◆ Goal
Transcribe the lines below exactly, beginning with the line that holds "Where is each instance of the photographer" and ending with the final line, both included. Pictures are to be left out.

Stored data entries

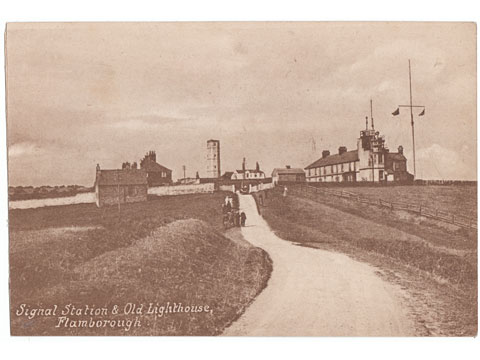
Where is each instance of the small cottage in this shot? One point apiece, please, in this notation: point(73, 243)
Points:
point(288, 175)
point(113, 187)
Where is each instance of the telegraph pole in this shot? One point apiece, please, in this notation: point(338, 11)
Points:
point(411, 106)
point(411, 117)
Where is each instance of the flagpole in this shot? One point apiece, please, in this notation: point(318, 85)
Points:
point(411, 116)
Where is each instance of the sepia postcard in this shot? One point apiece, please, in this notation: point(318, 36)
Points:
point(242, 178)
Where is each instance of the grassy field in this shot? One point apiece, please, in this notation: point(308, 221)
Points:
point(452, 199)
point(164, 251)
point(436, 263)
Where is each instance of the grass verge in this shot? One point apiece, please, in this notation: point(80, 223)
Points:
point(437, 265)
point(168, 251)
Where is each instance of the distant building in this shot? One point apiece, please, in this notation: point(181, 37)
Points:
point(213, 159)
point(396, 166)
point(371, 161)
point(113, 187)
point(288, 175)
point(157, 174)
point(247, 174)
point(189, 181)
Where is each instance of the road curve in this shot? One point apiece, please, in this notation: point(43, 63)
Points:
point(314, 292)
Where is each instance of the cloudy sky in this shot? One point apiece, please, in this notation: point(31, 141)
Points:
point(277, 93)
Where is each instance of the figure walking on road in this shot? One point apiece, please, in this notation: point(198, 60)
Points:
point(243, 218)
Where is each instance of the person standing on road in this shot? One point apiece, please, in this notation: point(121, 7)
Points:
point(243, 218)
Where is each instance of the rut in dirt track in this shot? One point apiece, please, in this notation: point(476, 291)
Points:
point(314, 292)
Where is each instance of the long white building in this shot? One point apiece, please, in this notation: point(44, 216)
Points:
point(371, 161)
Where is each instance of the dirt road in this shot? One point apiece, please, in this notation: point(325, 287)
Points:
point(314, 292)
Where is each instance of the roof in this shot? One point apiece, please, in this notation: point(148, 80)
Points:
point(348, 156)
point(289, 171)
point(249, 170)
point(122, 177)
point(152, 166)
point(397, 157)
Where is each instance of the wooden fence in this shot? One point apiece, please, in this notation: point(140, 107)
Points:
point(437, 214)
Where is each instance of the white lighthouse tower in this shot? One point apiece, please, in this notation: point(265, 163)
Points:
point(213, 159)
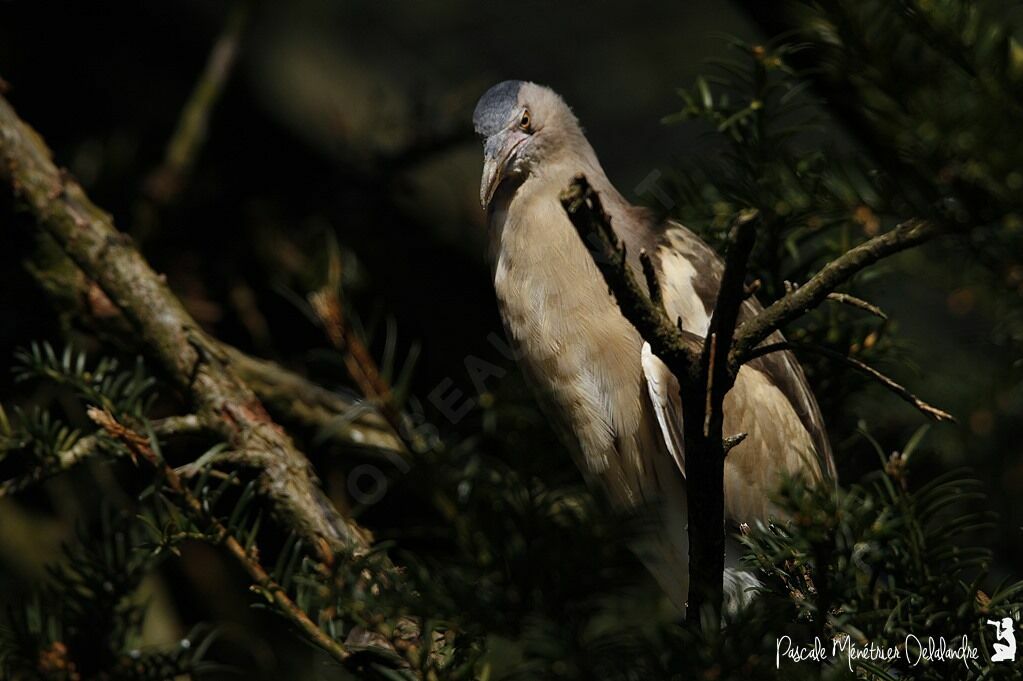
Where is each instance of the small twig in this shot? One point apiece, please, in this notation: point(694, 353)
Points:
point(859, 304)
point(927, 409)
point(327, 306)
point(846, 299)
point(166, 182)
point(711, 370)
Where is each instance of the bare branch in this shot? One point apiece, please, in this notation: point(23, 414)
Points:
point(679, 352)
point(730, 294)
point(754, 331)
point(859, 304)
point(927, 409)
point(167, 181)
point(846, 299)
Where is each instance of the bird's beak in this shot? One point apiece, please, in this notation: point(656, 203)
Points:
point(498, 152)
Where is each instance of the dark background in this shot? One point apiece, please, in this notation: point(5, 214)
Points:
point(354, 118)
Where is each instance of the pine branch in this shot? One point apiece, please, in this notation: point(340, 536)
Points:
point(287, 396)
point(92, 445)
point(190, 358)
point(792, 306)
point(140, 447)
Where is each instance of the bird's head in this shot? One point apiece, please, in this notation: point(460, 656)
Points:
point(523, 126)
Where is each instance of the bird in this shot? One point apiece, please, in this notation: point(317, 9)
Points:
point(614, 402)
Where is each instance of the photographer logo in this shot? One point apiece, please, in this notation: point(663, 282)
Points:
point(1005, 645)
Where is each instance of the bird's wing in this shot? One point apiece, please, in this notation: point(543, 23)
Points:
point(686, 264)
point(664, 395)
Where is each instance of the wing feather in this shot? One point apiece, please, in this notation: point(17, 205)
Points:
point(664, 395)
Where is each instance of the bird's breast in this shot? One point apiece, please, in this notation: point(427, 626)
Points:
point(573, 342)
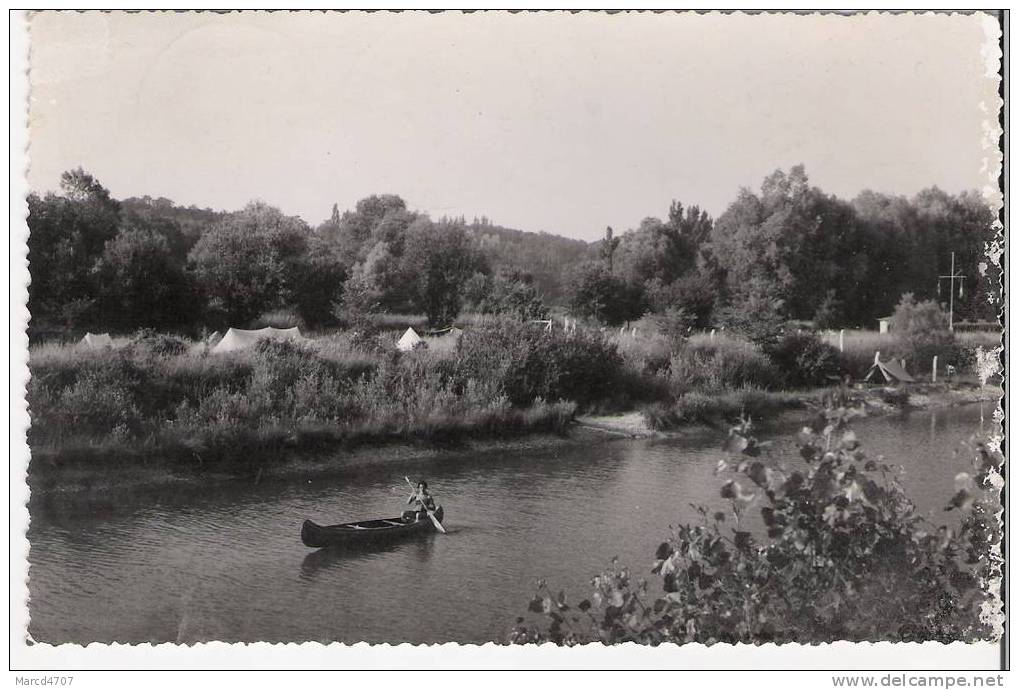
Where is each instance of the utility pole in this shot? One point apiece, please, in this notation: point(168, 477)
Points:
point(951, 277)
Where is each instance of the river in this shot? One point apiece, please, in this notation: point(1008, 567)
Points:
point(228, 565)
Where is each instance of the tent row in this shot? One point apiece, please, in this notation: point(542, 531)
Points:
point(442, 340)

◆ Answer in full
Where is each instance of the photographer logo in this shot? One point apiece, please, in this notation: point(663, 282)
Points:
point(1005, 645)
Where is each instance of the bird's wing in this shot? One point apiece, please, in this notation: point(543, 23)
Points:
point(686, 264)
point(664, 395)
Where is each instance of the wing feather in this shot? One point apiece, please, in this notation: point(17, 205)
Points:
point(664, 395)
Where is each instance of the bird's breast in this shot? One point apiece, please, in this notation: point(427, 626)
Points:
point(573, 342)
Where is each instance of the utility pole in this shot? One point apiece, please, in this notation: point(168, 477)
Points:
point(951, 277)
Where is each instance of the river in this shot? One point apiece, please, in this notation: point(1008, 567)
Points:
point(228, 565)
Where is each instance of the tent row in this shot? One point apiece, please, in this notation: point(542, 531)
Points:
point(442, 340)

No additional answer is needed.